Excerpted records
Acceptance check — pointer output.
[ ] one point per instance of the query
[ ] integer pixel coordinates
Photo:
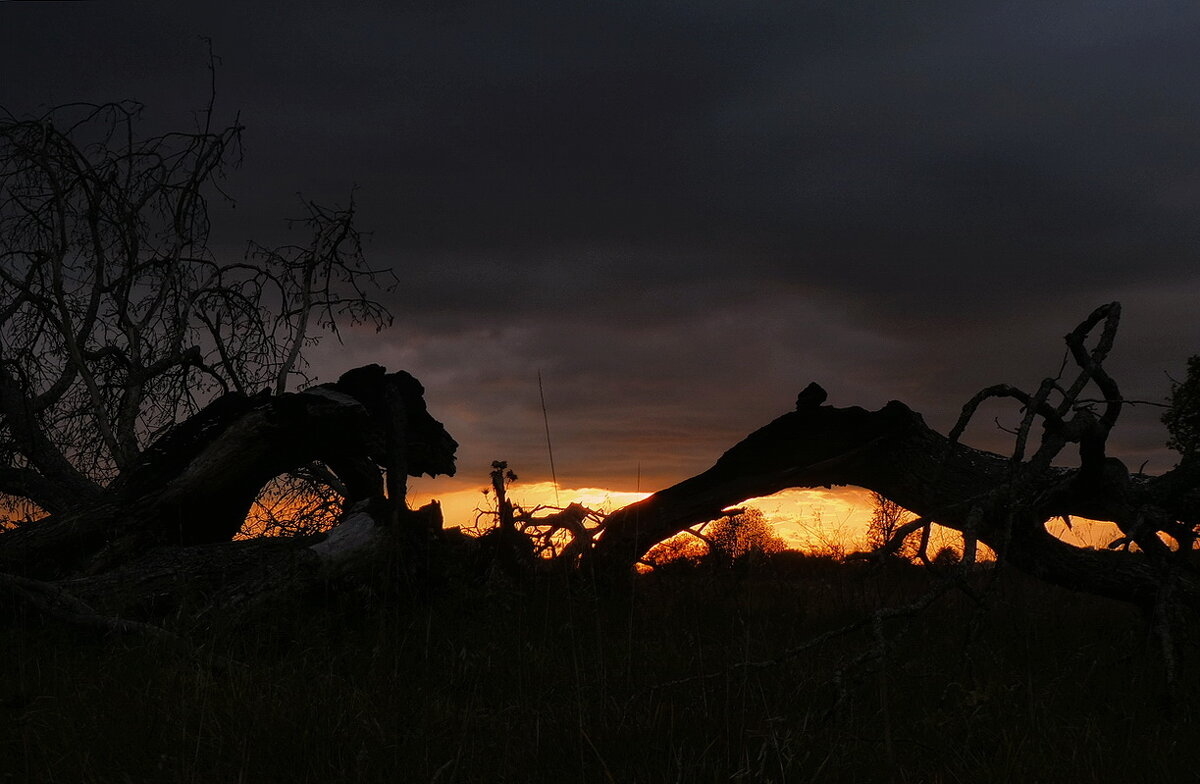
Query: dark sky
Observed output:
(682, 213)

What you should do
Quote the entries above word for word, leaving out the picture.

Response to the task
Acceptance check — pointer output.
[ ] one point per instance of the query
[ ] integer pixel coordinates
Photo:
Query: dark sky
Observed output:
(682, 213)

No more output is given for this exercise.